Data.
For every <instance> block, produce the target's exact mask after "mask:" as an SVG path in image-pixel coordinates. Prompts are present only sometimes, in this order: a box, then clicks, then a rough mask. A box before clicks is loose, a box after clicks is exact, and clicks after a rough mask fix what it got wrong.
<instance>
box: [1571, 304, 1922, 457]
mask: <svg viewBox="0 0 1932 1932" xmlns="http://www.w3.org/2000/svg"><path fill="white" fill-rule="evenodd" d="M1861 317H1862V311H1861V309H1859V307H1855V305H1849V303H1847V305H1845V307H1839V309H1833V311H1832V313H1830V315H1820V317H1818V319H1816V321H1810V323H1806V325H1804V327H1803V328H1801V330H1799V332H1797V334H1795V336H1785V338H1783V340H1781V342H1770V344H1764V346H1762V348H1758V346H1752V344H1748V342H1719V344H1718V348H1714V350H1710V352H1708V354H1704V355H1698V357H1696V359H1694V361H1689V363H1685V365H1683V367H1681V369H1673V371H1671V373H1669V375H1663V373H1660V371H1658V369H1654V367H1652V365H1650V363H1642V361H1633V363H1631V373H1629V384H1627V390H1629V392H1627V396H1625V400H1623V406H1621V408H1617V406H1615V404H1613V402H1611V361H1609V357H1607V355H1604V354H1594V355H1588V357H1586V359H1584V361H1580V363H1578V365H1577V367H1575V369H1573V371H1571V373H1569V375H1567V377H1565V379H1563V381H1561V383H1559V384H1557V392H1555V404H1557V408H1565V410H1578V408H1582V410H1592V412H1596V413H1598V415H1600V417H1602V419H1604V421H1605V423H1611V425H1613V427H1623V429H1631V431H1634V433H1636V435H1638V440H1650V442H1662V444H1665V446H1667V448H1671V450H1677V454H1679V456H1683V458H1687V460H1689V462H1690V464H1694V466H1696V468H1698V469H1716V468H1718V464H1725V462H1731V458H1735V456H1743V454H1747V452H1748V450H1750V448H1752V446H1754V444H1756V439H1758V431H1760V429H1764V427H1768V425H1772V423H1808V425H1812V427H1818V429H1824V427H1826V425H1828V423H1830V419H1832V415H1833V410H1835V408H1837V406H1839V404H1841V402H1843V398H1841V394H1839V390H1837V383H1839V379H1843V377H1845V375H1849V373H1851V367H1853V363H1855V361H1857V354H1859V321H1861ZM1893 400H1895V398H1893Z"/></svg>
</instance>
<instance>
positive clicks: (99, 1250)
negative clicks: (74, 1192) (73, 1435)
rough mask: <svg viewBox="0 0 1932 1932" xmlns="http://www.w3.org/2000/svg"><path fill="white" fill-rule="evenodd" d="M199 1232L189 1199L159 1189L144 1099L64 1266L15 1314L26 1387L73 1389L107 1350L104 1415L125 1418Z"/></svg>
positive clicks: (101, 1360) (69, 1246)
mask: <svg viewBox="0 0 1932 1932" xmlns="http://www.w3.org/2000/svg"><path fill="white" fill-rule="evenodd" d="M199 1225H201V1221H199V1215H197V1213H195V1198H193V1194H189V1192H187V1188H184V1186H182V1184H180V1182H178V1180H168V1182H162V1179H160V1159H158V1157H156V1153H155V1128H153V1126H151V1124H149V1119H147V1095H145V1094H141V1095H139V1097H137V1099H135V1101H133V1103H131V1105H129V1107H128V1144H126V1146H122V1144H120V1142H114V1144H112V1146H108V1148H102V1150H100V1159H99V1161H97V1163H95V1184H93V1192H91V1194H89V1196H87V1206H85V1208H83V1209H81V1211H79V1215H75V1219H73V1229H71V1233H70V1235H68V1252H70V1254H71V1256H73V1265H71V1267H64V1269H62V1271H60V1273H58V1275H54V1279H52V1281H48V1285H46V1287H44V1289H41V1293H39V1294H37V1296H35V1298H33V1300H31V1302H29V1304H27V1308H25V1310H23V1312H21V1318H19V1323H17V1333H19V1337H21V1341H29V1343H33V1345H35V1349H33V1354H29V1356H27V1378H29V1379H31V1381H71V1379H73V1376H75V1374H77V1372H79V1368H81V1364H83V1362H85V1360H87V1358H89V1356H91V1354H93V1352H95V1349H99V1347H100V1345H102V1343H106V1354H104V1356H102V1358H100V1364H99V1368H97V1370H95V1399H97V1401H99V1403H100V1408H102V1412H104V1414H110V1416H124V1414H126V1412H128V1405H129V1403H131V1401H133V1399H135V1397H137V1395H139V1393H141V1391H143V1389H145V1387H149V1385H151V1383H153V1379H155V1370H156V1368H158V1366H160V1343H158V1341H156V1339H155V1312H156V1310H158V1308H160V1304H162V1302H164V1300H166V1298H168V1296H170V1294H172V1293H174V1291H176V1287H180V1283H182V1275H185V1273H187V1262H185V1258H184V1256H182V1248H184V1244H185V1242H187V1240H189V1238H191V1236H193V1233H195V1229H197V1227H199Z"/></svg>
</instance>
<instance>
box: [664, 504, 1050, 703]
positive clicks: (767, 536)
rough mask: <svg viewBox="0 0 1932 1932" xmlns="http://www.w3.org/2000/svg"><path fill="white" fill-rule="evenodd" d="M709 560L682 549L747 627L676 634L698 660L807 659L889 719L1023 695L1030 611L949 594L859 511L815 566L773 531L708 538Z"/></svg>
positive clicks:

Task brief. Reproduce all of the rows above verbatim, from the first line to the last.

Answer section.
For every <instance> block, produce the target's exact mask after "mask:" as an SVG path in image-pixel coordinates. Prompts are present only sometimes, in this order: a box, then clicks, then a rough mask. A box before clicks is loose, a box after clicks is exact, and clicks after a rough mask fix what it got wrong.
<instance>
box: [1571, 304, 1922, 457]
mask: <svg viewBox="0 0 1932 1932" xmlns="http://www.w3.org/2000/svg"><path fill="white" fill-rule="evenodd" d="M1861 317H1862V311H1861V309H1859V307H1855V305H1849V303H1847V305H1845V307H1839V309H1833V311H1832V313H1830V315H1820V317H1818V319H1816V321H1810V323H1806V325H1804V327H1803V328H1801V330H1799V332H1797V334H1795V336H1785V338H1783V340H1781V342H1770V344H1764V346H1762V348H1758V346H1752V344H1748V342H1719V344H1718V348H1714V350H1710V352H1708V354H1704V355H1698V357H1696V359H1694V361H1689V363H1685V365H1683V367H1681V369H1673V371H1671V373H1669V375H1663V373H1660V371H1658V369H1654V367H1652V365H1650V363H1642V361H1633V363H1631V373H1629V384H1627V390H1629V392H1627V396H1625V400H1623V406H1621V408H1617V406H1615V404H1613V402H1611V361H1609V357H1607V355H1604V354H1594V355H1588V357H1586V359H1584V361H1580V363H1578V365H1577V367H1575V369H1573V371H1571V373H1569V375H1567V377H1565V379H1563V381H1561V383H1559V384H1557V392H1555V404H1557V408H1565V410H1578V408H1582V410H1592V412H1596V413H1598V415H1600V417H1602V419H1604V421H1605V423H1611V425H1613V427H1623V429H1631V431H1634V433H1636V435H1638V440H1650V442H1662V444H1665V446H1667V448H1671V450H1677V454H1679V456H1683V458H1687V460H1689V462H1690V464H1694V466H1696V468H1698V469H1716V468H1718V464H1725V462H1731V458H1735V456H1743V454H1747V452H1748V450H1750V448H1752V446H1754V444H1756V439H1758V431H1760V429H1764V427H1768V425H1772V423H1808V425H1812V427H1818V429H1824V427H1826V425H1828V423H1830V419H1832V415H1833V410H1835V408H1837V406H1839V404H1841V402H1843V398H1841V394H1839V390H1837V383H1839V379H1843V377H1845V375H1849V373H1851V367H1853V363H1855V361H1857V354H1859V321H1861ZM1893 400H1895V398H1893Z"/></svg>
</instance>
<instance>
positive clicks: (99, 1250)
negative clicks: (74, 1192) (73, 1435)
rough mask: <svg viewBox="0 0 1932 1932" xmlns="http://www.w3.org/2000/svg"><path fill="white" fill-rule="evenodd" d="M199 1232L189 1199L159 1189L144 1099L64 1266L15 1314L26 1387L73 1389L107 1350L104 1415L125 1418Z"/></svg>
positive clicks: (101, 1360) (69, 1246)
mask: <svg viewBox="0 0 1932 1932" xmlns="http://www.w3.org/2000/svg"><path fill="white" fill-rule="evenodd" d="M199 1225H201V1221H199V1215H197V1213H195V1198H193V1194H189V1192H187V1188H184V1186H182V1184H180V1182H178V1180H168V1182H162V1179H160V1159H158V1157H156V1153H155V1128H153V1126H151V1124H149V1119H147V1095H145V1094H141V1095H139V1097H137V1099H135V1101H133V1103H131V1105H129V1107H128V1144H126V1146H122V1144H120V1142H114V1144H112V1146H108V1148H102V1150H100V1159H99V1161H97V1163H95V1184H93V1192H91V1194H89V1196H87V1206H85V1208H83V1209H81V1211H79V1215H75V1219H73V1229H71V1233H70V1235H68V1252H70V1254H71V1256H73V1265H71V1267H64V1269H62V1271H60V1273H58V1275H54V1279H52V1281H48V1285H46V1287H44V1289H41V1293H39V1294H37V1296H35V1298H33V1300H31V1302H29V1304H27V1308H25V1310H23V1312H21V1318H19V1323H17V1333H19V1337H21V1341H29V1343H33V1345H35V1349H33V1354H29V1356H27V1378H29V1379H31V1381H71V1379H73V1376H75V1374H77V1372H79V1368H81V1364H83V1362H85V1360H87V1358H89V1356H91V1354H93V1352H95V1349H99V1347H100V1345H102V1343H106V1354H104V1356H102V1358H100V1364H99V1368H97V1370H95V1399H97V1401H99V1403H100V1408H102V1412H104V1414H110V1416H124V1414H126V1412H128V1405H129V1403H131V1401H133V1399H135V1397H137V1395H139V1393H141V1391H143V1389H145V1387H149V1385H151V1383H153V1379H155V1370H156V1368H158V1366H160V1343H158V1341H156V1339H155V1312H156V1310H158V1308H160V1304H162V1302H164V1300H166V1298H168V1296H170V1294H172V1293H174V1291H176V1287H180V1283H182V1275H185V1273H187V1262H185V1258H184V1256H182V1248H184V1244H185V1242H187V1240H189V1238H191V1236H193V1233H195V1229H197V1227H199Z"/></svg>
</instance>
<instance>
box: [664, 504, 1050, 703]
positive clicks: (767, 536)
rough mask: <svg viewBox="0 0 1932 1932" xmlns="http://www.w3.org/2000/svg"><path fill="white" fill-rule="evenodd" d="M709 560L682 549L747 627L676 634L698 660L807 659L889 719L1023 695L1030 611L949 594L859 511L815 566L773 531L708 538Z"/></svg>
positive clicks:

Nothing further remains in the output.